■ **Instructions to follow**: Rewrite the listing below, changing every "point" to "marker" and leaving everything else as it stands.

■ **Entries shown**:
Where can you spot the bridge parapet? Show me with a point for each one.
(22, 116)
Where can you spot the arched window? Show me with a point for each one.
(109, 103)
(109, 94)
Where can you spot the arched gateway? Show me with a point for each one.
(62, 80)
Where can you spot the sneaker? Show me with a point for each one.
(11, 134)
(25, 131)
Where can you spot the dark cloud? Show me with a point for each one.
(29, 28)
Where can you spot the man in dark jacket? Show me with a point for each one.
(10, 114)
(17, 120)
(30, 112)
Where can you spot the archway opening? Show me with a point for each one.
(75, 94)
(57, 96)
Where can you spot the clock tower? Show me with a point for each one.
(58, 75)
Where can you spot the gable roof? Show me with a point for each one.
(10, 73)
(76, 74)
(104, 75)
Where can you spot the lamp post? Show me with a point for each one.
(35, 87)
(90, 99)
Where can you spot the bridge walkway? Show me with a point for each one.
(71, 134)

■ **Right answer**:
Where can you spot the bridge parapet? Show me with a marker for each one.
(22, 116)
Where can you spot the arched window? Show me with a marker for each one.
(109, 103)
(109, 94)
Where can you spot the arched gateway? Show me with a marker for each one.
(62, 80)
Where can you spot the sneaker? Show me with a marker for each one.
(11, 134)
(25, 131)
Where can you spot the dark cloud? Show me with a marker for each one.
(29, 28)
Where can you spot the man in dark jacket? Show me with a marker for each one.
(10, 114)
(17, 120)
(30, 112)
Where can you spot the archway opening? Show me with a marker for each one.
(75, 94)
(57, 96)
Where can you spot the clock tower? Show me with a marker for each one.
(58, 75)
Where can you spot the gable roof? Show me with a marker for each one.
(10, 73)
(76, 74)
(104, 75)
Where can you spot the lamp post? Show me with a marker for each one.
(35, 87)
(90, 99)
Where can you spot the bridge walkway? Show me with a marker for each one.
(71, 134)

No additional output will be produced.